TO DO
Each line in these records that contains "leaf" counts once. Give the number only.

DATA SUPPLIED
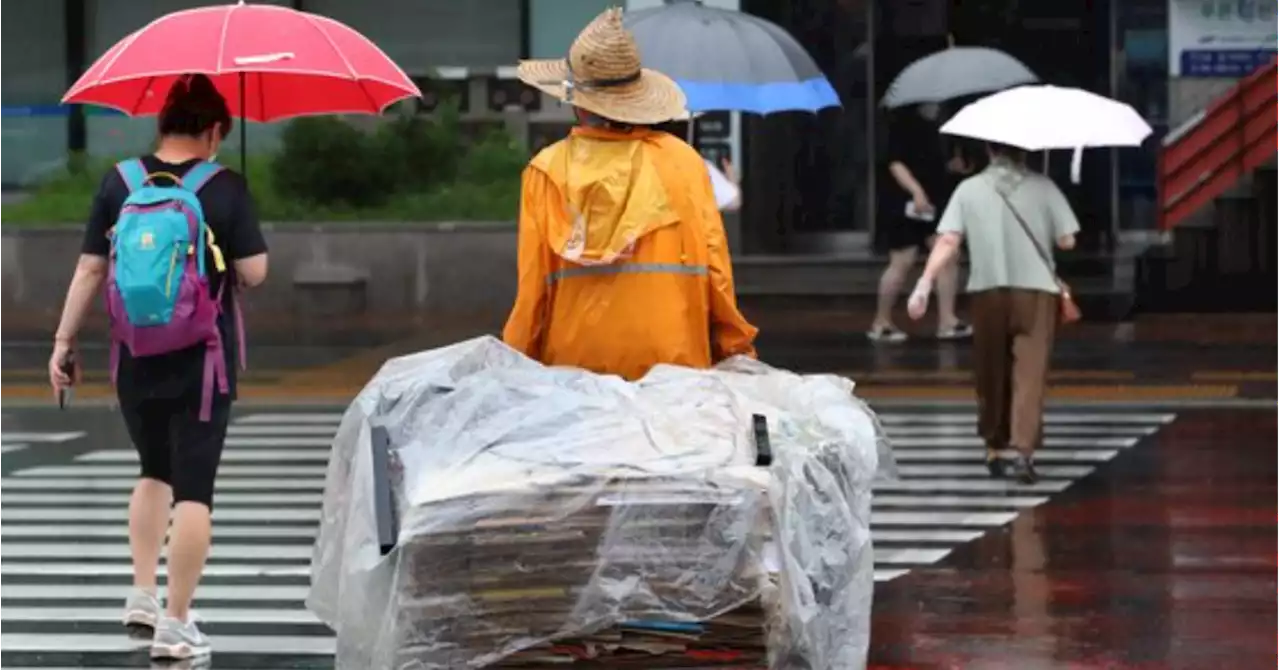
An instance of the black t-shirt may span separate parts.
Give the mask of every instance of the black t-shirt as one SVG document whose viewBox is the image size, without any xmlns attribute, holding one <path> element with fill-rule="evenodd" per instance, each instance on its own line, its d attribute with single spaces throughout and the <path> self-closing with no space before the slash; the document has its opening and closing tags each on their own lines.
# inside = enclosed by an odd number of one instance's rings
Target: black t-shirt
<svg viewBox="0 0 1280 670">
<path fill-rule="evenodd" d="M 941 210 L 950 197 L 947 179 L 947 159 L 943 151 L 943 141 L 938 135 L 938 127 L 916 115 L 914 111 L 903 112 L 899 118 L 893 119 L 889 126 L 889 161 L 902 163 L 911 170 L 912 176 L 924 188 L 929 202 Z M 901 214 L 906 201 L 911 199 L 891 175 L 886 176 L 892 187 L 894 201 L 887 203 L 893 210 Z M 939 211 L 941 215 L 941 211 Z"/>
<path fill-rule="evenodd" d="M 199 161 L 165 163 L 155 156 L 142 159 L 147 173 L 170 172 L 184 176 Z M 163 177 L 157 182 L 164 183 Z M 235 397 L 236 371 L 239 366 L 241 343 L 236 338 L 234 300 L 236 286 L 234 261 L 266 253 L 267 242 L 258 226 L 258 214 L 249 194 L 244 177 L 223 169 L 214 175 L 198 194 L 204 209 L 205 223 L 213 230 L 215 241 L 226 260 L 227 271 L 214 270 L 213 255 L 206 258 L 209 270 L 210 290 L 217 295 L 222 282 L 230 282 L 222 293 L 222 315 L 218 318 L 218 330 L 222 333 L 223 350 L 227 358 L 227 382 L 231 397 Z M 102 178 L 98 194 L 93 199 L 89 214 L 89 227 L 85 230 L 81 251 L 94 256 L 109 256 L 111 240 L 108 232 L 116 225 L 120 209 L 129 197 L 129 187 L 118 170 L 112 169 Z M 133 358 L 128 347 L 121 347 L 120 371 L 117 388 L 122 398 L 143 400 L 147 398 L 194 397 L 201 392 L 204 379 L 205 348 L 196 346 L 171 354 Z M 215 393 L 217 388 L 215 387 Z"/>
</svg>

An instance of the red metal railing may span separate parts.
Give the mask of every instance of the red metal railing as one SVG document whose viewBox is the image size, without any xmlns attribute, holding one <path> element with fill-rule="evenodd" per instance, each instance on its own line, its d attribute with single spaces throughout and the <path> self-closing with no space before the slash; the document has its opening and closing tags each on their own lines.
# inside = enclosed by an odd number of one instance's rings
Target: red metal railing
<svg viewBox="0 0 1280 670">
<path fill-rule="evenodd" d="M 1159 227 L 1169 230 L 1276 155 L 1276 61 L 1241 79 L 1164 139 Z"/>
</svg>

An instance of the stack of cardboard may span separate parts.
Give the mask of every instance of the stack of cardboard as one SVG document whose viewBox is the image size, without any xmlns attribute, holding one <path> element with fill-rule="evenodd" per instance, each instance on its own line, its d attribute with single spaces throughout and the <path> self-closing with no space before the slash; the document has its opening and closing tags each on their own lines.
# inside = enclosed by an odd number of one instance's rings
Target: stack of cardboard
<svg viewBox="0 0 1280 670">
<path fill-rule="evenodd" d="M 417 658 L 429 648 L 436 667 L 465 667 L 531 641 L 542 642 L 500 667 L 759 667 L 766 612 L 754 594 L 769 529 L 763 491 L 673 479 L 602 484 L 415 510 L 466 519 L 450 525 L 470 530 L 418 534 L 396 549 L 402 574 L 412 576 L 393 595 L 398 648 Z M 495 507 L 505 511 L 482 511 Z M 733 579 L 700 586 L 704 566 L 723 561 L 737 562 Z M 632 583 L 637 597 L 620 592 Z M 705 603 L 714 618 L 674 621 L 663 607 L 700 596 L 715 598 Z M 715 616 L 735 599 L 747 604 Z M 627 623 L 580 630 L 584 621 L 619 618 Z"/>
</svg>

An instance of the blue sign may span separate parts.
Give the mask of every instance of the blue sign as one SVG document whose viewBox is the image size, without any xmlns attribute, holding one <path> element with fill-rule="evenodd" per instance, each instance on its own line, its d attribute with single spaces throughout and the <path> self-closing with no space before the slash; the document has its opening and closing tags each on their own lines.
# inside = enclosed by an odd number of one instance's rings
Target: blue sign
<svg viewBox="0 0 1280 670">
<path fill-rule="evenodd" d="M 1184 49 L 1184 77 L 1244 77 L 1271 62 L 1275 49 Z"/>
<path fill-rule="evenodd" d="M 5 105 L 0 107 L 0 117 L 6 119 L 48 118 L 51 116 L 67 116 L 71 113 L 71 105 Z M 107 107 L 86 105 L 85 116 L 124 116 L 122 112 Z"/>
</svg>

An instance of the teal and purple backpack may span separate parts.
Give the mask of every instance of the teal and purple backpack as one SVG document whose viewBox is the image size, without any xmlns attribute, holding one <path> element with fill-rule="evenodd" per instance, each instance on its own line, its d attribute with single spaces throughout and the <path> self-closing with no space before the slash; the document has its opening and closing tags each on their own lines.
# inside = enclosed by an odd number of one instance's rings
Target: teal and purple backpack
<svg viewBox="0 0 1280 670">
<path fill-rule="evenodd" d="M 129 188 L 112 227 L 106 302 L 111 319 L 111 381 L 120 366 L 120 347 L 136 358 L 205 346 L 200 420 L 208 421 L 214 385 L 227 393 L 226 357 L 218 316 L 230 277 L 213 230 L 205 223 L 200 189 L 222 166 L 202 161 L 179 178 L 161 172 L 147 174 L 141 160 L 116 165 Z M 161 186 L 156 180 L 169 181 Z M 222 273 L 217 295 L 209 293 L 206 256 Z M 234 290 L 234 288 L 232 289 Z M 244 324 L 235 305 L 240 366 L 244 367 Z"/>
</svg>

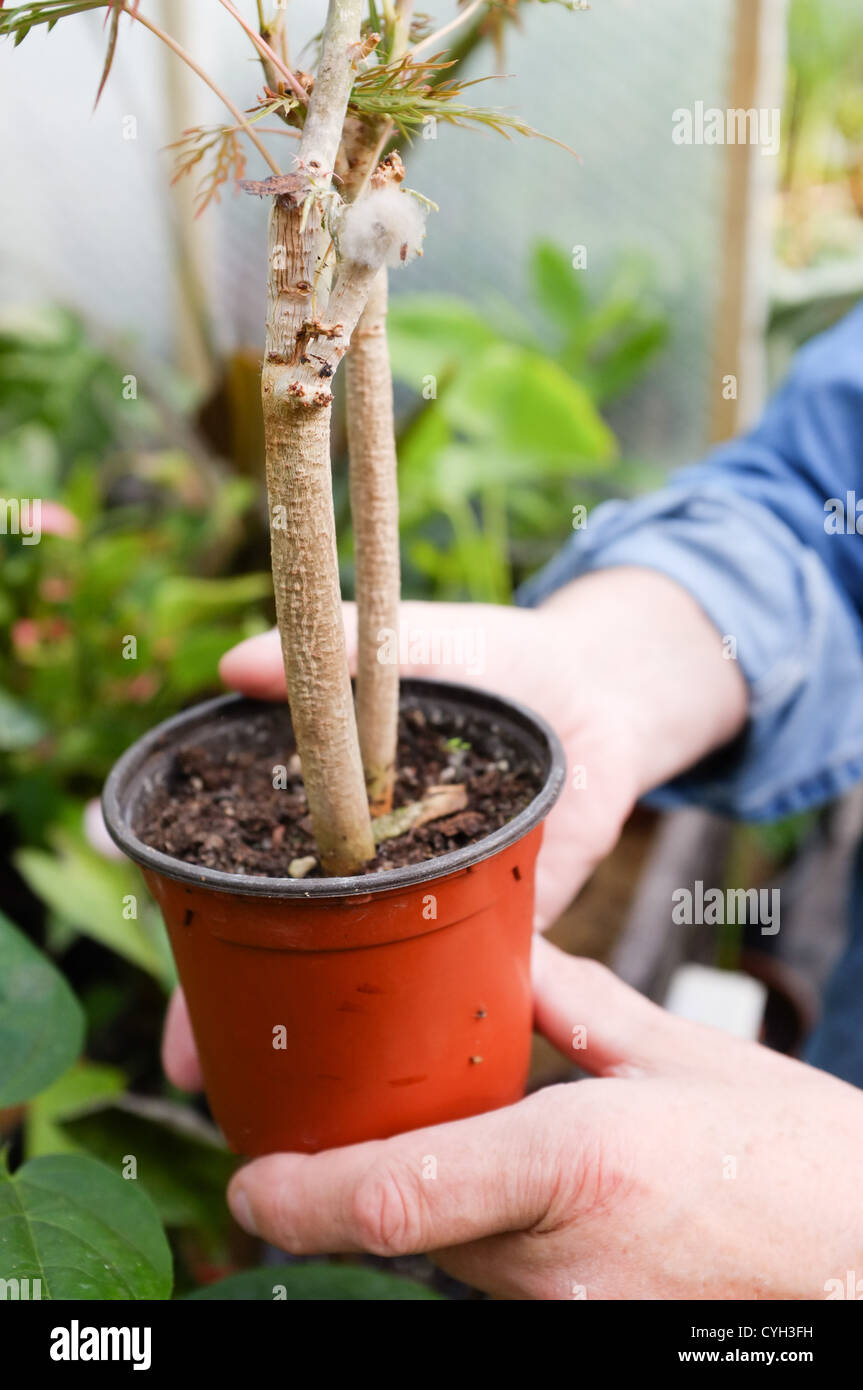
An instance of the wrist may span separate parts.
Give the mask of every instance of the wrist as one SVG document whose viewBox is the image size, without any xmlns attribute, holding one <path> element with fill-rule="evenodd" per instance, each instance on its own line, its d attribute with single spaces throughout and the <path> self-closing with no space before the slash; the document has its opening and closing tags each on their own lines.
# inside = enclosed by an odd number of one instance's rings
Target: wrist
<svg viewBox="0 0 863 1390">
<path fill-rule="evenodd" d="M 746 682 L 692 595 L 655 570 L 598 570 L 541 611 L 569 653 L 579 705 L 631 764 L 634 799 L 744 728 Z"/>
</svg>

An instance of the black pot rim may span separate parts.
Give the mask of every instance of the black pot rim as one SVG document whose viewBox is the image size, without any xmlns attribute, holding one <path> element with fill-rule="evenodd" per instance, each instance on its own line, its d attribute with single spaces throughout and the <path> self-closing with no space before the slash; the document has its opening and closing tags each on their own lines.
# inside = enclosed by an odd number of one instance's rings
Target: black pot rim
<svg viewBox="0 0 863 1390">
<path fill-rule="evenodd" d="M 117 760 L 102 792 L 102 814 L 111 839 L 124 854 L 142 868 L 190 886 L 231 893 L 238 897 L 308 901 L 315 898 L 377 896 L 449 877 L 471 868 L 482 860 L 493 858 L 501 850 L 523 839 L 534 826 L 545 819 L 562 790 L 566 758 L 560 739 L 541 715 L 515 700 L 503 699 L 488 691 L 461 685 L 455 681 L 404 677 L 401 689 L 403 695 L 414 691 L 426 700 L 433 700 L 437 694 L 441 699 L 450 702 L 455 700 L 472 710 L 487 712 L 492 718 L 498 715 L 510 723 L 520 725 L 523 732 L 536 740 L 537 751 L 544 750 L 547 757 L 548 771 L 545 782 L 530 804 L 499 830 L 475 841 L 474 844 L 465 845 L 462 849 L 439 855 L 435 859 L 423 860 L 419 864 L 384 869 L 376 874 L 361 874 L 355 878 L 270 878 L 263 874 L 232 874 L 222 869 L 188 864 L 185 860 L 175 859 L 172 855 L 151 849 L 134 833 L 129 823 L 129 790 L 151 754 L 163 752 L 171 745 L 180 743 L 184 735 L 190 733 L 197 725 L 209 722 L 214 716 L 228 710 L 239 711 L 241 706 L 246 706 L 252 711 L 266 708 L 272 703 L 248 699 L 243 695 L 221 695 L 214 700 L 193 705 L 157 724 L 127 748 Z"/>
</svg>

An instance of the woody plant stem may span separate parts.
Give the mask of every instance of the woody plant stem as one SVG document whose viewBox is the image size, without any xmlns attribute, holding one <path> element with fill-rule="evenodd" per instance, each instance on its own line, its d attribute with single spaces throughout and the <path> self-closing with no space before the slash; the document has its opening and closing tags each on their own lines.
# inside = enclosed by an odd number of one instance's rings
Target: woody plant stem
<svg viewBox="0 0 863 1390">
<path fill-rule="evenodd" d="M 262 399 L 273 584 L 291 719 L 321 866 L 355 874 L 374 857 L 348 675 L 330 476 L 330 380 L 379 266 L 340 262 L 328 301 L 323 226 L 362 0 L 330 0 L 300 141 L 305 196 L 270 217 Z"/>
<path fill-rule="evenodd" d="M 407 46 L 412 8 L 412 0 L 402 0 L 397 8 L 394 61 Z M 340 162 L 346 198 L 362 190 L 390 131 L 386 120 L 361 122 L 348 117 Z M 345 363 L 357 601 L 357 727 L 373 816 L 392 808 L 399 718 L 398 663 L 387 664 L 380 658 L 385 633 L 398 630 L 401 595 L 387 281 L 386 267 L 382 267 Z"/>
</svg>

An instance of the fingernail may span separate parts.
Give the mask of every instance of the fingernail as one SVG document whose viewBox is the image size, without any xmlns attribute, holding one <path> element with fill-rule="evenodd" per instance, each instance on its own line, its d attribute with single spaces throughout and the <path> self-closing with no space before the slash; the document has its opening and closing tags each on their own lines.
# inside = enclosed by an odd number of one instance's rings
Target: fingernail
<svg viewBox="0 0 863 1390">
<path fill-rule="evenodd" d="M 235 1188 L 228 1193 L 228 1206 L 231 1208 L 231 1215 L 238 1226 L 242 1226 L 244 1231 L 248 1231 L 250 1236 L 258 1234 L 255 1225 L 255 1218 L 252 1215 L 252 1208 L 249 1199 L 241 1187 Z"/>
</svg>

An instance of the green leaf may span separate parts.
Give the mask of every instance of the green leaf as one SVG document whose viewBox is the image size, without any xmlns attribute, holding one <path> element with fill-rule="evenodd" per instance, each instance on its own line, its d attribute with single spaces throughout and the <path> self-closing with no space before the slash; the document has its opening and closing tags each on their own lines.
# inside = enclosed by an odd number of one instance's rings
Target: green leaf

TASK ANSWER
3